(Dataset rows showing where objects appear)
-- begin --

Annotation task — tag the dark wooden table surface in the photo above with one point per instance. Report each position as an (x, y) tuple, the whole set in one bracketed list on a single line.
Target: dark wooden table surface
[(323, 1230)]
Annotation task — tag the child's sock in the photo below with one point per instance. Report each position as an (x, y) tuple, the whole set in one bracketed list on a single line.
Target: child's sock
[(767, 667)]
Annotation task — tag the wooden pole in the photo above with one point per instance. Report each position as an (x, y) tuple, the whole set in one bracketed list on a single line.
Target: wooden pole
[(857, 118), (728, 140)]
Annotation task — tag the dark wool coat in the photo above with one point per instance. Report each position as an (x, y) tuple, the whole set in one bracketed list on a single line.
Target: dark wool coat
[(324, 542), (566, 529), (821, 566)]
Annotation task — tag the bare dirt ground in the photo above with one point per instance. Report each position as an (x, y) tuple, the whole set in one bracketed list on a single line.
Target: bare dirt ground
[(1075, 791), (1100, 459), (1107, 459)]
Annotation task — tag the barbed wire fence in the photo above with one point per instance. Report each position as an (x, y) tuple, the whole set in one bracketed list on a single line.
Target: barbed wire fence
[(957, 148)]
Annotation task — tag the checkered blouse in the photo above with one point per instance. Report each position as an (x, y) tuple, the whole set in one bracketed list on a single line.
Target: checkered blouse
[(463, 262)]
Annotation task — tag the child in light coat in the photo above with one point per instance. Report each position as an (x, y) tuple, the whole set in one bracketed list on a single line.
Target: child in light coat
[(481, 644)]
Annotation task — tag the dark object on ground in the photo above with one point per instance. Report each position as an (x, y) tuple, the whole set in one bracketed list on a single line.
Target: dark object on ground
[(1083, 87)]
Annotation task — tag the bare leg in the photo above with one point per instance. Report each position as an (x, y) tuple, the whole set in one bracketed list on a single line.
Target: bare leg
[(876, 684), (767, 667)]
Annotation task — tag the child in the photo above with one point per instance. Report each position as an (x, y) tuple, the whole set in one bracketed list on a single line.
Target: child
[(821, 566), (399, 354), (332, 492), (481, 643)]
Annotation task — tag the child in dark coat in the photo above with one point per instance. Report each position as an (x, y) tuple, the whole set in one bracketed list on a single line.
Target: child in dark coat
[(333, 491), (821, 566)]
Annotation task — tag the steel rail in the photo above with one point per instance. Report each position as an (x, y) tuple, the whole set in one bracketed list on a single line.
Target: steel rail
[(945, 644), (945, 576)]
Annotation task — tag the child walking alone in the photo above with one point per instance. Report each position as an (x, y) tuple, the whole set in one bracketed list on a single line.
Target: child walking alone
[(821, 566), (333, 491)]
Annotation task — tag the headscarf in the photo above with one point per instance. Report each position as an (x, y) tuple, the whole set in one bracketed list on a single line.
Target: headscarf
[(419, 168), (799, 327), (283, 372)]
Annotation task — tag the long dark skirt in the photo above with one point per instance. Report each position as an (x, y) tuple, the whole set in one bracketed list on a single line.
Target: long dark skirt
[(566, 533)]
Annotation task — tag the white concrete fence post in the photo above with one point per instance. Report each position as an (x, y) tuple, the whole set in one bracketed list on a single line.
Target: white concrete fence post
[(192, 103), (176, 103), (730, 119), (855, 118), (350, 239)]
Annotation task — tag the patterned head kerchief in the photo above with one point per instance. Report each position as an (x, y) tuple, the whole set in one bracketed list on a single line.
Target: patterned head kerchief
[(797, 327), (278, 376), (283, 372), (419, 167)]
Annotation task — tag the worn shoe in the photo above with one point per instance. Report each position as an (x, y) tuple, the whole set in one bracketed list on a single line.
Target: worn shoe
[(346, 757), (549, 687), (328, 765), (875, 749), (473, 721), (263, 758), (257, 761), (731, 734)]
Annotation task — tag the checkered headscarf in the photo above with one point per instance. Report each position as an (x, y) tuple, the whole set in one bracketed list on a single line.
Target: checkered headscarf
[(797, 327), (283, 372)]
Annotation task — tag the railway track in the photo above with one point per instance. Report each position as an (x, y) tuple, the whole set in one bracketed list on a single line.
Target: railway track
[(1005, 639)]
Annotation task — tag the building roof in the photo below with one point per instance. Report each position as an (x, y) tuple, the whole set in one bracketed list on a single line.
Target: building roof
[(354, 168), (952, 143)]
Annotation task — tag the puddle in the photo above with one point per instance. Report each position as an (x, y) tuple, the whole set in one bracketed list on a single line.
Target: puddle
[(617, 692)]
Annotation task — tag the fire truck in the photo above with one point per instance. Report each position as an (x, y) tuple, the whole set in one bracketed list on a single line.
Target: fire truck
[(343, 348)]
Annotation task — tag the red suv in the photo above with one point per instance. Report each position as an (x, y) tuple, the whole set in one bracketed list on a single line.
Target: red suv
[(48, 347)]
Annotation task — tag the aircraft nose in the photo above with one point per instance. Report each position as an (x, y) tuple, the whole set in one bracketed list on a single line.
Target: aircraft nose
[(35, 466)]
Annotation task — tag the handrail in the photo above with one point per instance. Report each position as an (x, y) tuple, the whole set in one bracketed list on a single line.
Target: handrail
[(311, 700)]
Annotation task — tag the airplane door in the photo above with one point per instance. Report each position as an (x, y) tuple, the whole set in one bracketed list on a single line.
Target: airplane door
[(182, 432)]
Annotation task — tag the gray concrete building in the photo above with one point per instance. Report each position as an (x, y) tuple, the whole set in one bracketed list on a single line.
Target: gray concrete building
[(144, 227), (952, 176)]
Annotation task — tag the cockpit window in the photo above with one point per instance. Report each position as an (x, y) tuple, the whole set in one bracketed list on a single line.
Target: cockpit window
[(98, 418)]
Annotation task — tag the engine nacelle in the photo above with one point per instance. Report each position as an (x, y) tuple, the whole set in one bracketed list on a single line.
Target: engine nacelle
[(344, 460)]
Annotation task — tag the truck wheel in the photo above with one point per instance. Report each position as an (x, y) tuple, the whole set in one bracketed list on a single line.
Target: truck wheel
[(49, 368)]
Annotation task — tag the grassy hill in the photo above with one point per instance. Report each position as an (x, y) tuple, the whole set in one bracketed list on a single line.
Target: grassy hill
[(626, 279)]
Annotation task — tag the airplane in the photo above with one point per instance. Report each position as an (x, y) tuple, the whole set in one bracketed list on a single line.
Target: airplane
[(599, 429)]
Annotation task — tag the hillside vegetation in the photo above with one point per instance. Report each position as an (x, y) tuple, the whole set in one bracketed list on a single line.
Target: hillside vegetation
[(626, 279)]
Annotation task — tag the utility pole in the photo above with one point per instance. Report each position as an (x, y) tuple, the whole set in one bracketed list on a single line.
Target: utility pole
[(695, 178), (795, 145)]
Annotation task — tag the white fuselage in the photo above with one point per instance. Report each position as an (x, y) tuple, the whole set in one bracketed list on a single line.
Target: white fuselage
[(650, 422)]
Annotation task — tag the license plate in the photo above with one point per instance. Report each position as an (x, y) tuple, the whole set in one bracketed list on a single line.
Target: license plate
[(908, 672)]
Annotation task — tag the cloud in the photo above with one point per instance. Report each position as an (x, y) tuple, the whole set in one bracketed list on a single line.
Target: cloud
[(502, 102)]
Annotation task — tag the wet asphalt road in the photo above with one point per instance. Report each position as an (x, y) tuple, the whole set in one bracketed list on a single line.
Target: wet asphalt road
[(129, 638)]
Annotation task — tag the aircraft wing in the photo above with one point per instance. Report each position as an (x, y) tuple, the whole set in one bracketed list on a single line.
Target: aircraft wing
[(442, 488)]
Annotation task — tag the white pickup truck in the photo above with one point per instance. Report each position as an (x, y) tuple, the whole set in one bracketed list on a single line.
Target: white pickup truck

-- end --

WRITTEN EXERCISE: Rewrite the data above, changing each "Annotation task" to "Labeling task" and leaving everything else as it is.

EXERCISE SOLUTION:
Labeling task — tag the dark wooden table surface in the photo above with one point per instance. Report each position as an (x, y) tuple, the whole set in one bracketed list on a single line.
Target: dark wooden table surface
[(323, 1230)]
Labeling task — tag the child's sock in the photo below with one point per instance. Report each position as an (x, y) tuple, the whole set in one bracketed list on a single line.
Target: child's sock
[(767, 667)]
Labeling task — tag the wooden pole in the photo above with one point per instance. Report each position as an (x, y) tuple, the whole set in one bracketed list on a single line.
Target: wooden pole
[(857, 118), (728, 140)]
Labeling task — tag the dark wool coat in the photo above with one point per instance. Report each position as an (x, y) tuple, the whole set in one bracketed list on a single line.
Target: dark wool coat
[(324, 542), (566, 529), (821, 566)]
Labeling task — tag the bare dirt ground in the photo above with one point per instance. Report each position as an (x, y) tuple, the whole set in one bracketed list on a single line.
Target: bare dirt ground
[(1075, 791), (1100, 459), (1107, 459)]
Labeling task — tag the barbed wire fence in the photo above with one point per instance. Report each position as an (x, y) tuple, the whole set in one bracketed list on a single line.
Target: barbed wire fence
[(957, 148)]
Labeling task — tag the checkered blouse in the photo above with one point per instance. Report each position as an (x, y) tuple, the whole set in one bracketed list on a single line.
Target: checkered blouse
[(463, 262)]
Labeling task — tag the child in light coat in the photo above with one point per instance. Report each position as an (x, y) tuple, the whole set in one bracketed list on a single line.
Target: child in light coat
[(481, 644)]
Labeling task — tag the dark object on ground in the photo above with one point per instance. Report each position as an (x, y) tuple, the whole set in one bracketed list on a single line.
Target: dark object on ground
[(1083, 87)]
Labeling task — tag the bare leg in the photo above with one point per instance. Report each position as an (x, y) tuple, the whole set in one bracketed list on a single line.
Target: bare leg
[(876, 684), (767, 667)]
Labeling task — tag the child in the photo above with one point per instance. Report each position as an (x, y) tuple, the whole set in one bracketed list on a single line.
Target: child
[(821, 566), (399, 354), (332, 492), (481, 643)]
Labeling task — tag the child in dark coat in the photo above with one point per instance. Report each position as an (x, y) tuple, the whole set in one bracketed list on a single line.
Target: child in dark coat
[(333, 491), (821, 566)]
Labeling task — tag the steel rail in the photo above with one point per instance. Report each position as an (x, y) tuple, the whole set in one bracketed list on a single line.
Target: steel rail
[(945, 644), (945, 576)]
Labeling task — tag the child walking alone in the photo above with one point per instance. Report each position as an (x, y) tuple, the whole set in one bracketed list on a single line.
Target: child walking alone
[(821, 566), (333, 491)]
Labeling task — tag the headscarf in the photo above with one point per instance. Report each position as an (x, y) tuple, the whole set in one bracketed list on a single line.
Target: headscarf
[(419, 168), (799, 327), (283, 372)]
Labeling task — tag the long dark skirt in the photo above with one point per instance. Report each position as an (x, y) tuple, the whole set in one bracketed list on a single line.
Target: long dark skirt
[(566, 533)]
Labeling task — tag the white concrete fence post in the photo above with one point per instance. Report each position as an (x, y) tuple, the whole set in one bracketed list on a single line.
Target: white concrete fence post
[(192, 103), (176, 103), (730, 119), (855, 118), (350, 239)]
Labeling task — tag the patterned head kerchief in the photo above with one point per instance. Report each position as an (x, y) tuple, the whole set in one bracketed list on a single line.
Target: patterned head kerchief
[(797, 327), (278, 376), (283, 372), (419, 167)]
Labeling task — tag the worn shoe in the photo above with one point per instance. Report each position as an (x, y) tuple, the whole set in one bracketed list on a single line.
Target: worn shoe
[(346, 757), (549, 687), (328, 765), (875, 749), (473, 721), (263, 758), (257, 761), (731, 734)]
Labeling task — tag the checkered headscarf in the photo above with one point per instance. Report each position as an (x, y) tuple, the whole set in one bracketed list on a single line.
Target: checkered headscarf
[(797, 327), (283, 372)]
Labeling task — tag the railway track in the photo above with one point per instance. Report each position as an (x, y) tuple, the whole set in one bracketed list on a single line.
Target: railway track
[(1005, 639)]
Labeling task — tag the building roof in the photo below with one point per instance. Report each position as an (x, y) tuple, the whole set in one bracketed list on a single line.
Target: building roof
[(354, 168), (952, 143)]
Labeling task — tag the puddle in the photo above with one point per instance. Report each position as an (x, y) tuple, the whole set in one bracketed list on a single line.
Target: puddle
[(617, 692)]
Labeling task — tag the fire truck in the photo above with one point per instance. Report each position as an (x, y) tuple, the whole set in one bracketed list on a single line.
Target: fire truck
[(343, 348)]
Labeling task — tag the red suv in the photo above with one point per instance. Report each position as an (x, y) tuple, the whole set in one bracketed list on a single line.
Target: red suv
[(48, 347)]
Labeling task — tag the aircraft nose in the photo above with one point per instance. Report each position as an (x, y) tuple, the whole set in one bracketed list on a single line.
Target: aircraft nose
[(35, 466)]
Labeling task — tag the handrail in the photo above with one point per instance. Report each position as an (x, y) tuple, the whole set in one bracketed list on a single line.
Target: handrail
[(311, 700)]
Labeling task — tag the airplane door in the photo above with one point per instance. Report each position as an (x, y) tuple, the whole set in one bracketed list on a single line.
Target: airplane door
[(182, 432)]
Labeling task — tag the gray concrete building in the photo above with one point per instance. Report each position as an (x, y) tuple, the whole set in one bracketed list on a single line.
Target: gray concrete building
[(144, 227), (952, 176)]
Labeling task — tag the cockpit window in the photo above with one point per instance. Report each position as an (x, y) tuple, the whole set in one bracketed list on a single line.
Target: cockpit window
[(98, 418)]
Labeling task — tag the engine nacelle in the photo above with one point per instance. Report each position as an (x, y) tuple, the whole set in one bracketed list on a single line.
Target: engine nacelle
[(344, 460)]
Labeling task — tag the truck wheel in the photo above with one point per instance. Report each position as an (x, y) tuple, the whole set in one bracketed list on a single line.
Target: truck wheel
[(49, 368)]
Labeling task — tag the grassy hill in the photo above with one point per instance. Report each position as an (x, y) tuple, the whole set in one bracketed list on a single line.
Target: grassy hill
[(626, 279)]
Labeling task — tag the airplane in the photo above with one point per instance. Report each position as an (x, y) tuple, the whole set in one bracketed list on a single line.
Target: airplane
[(599, 429)]
Labeling task — tag the hillside vegetation in the photo above with one point per instance. Report each position as an (x, y) tuple, the whole set in one bracketed list on a single line.
Target: hillside vegetation
[(626, 279)]
Labeling task — tag the utility pole in the photo above with one point per instance. Report each position as an (x, y) tuple, the whole set in one bracketed list on a single line.
Target: utility pole
[(695, 178), (795, 145)]
Labeling task — tag the white fuselage in the photo above with one point per instance. Report each position as an (x, y) tuple, the whole set in one bracketed list on a single line.
Target: white fuselage
[(650, 422)]
Labeling task — tag the license plate in the photo above with one point per instance. Report each position as an (x, y) tuple, the whole set in one bracketed list on a single line.
Target: license plate
[(908, 672)]
Labeling task — tag the cloud in the photo above with one point per instance. Report each position as an (x, y) tuple, the whole set in one bracketed list on a single line.
Target: cloud
[(502, 102)]
Labeling task — tag the wet asphalt road in the photo above with one point per instance. Report each position as an (x, y) tuple, the whole set in one bracketed list on a single line.
Target: wet asphalt road
[(129, 638)]
Labeling task — tag the aircraft wing in the photo above with one point per instance. Report each position as an (x, y) tuple, the whole set in one bracketed list on a single line.
Target: aircraft wing
[(442, 488)]
Labeling task — tag the white pickup truck in the photo above with one point per instance. Report each position as an (x, y) tuple, the whole set in one bracketed list on a single line.
Target: white pickup truck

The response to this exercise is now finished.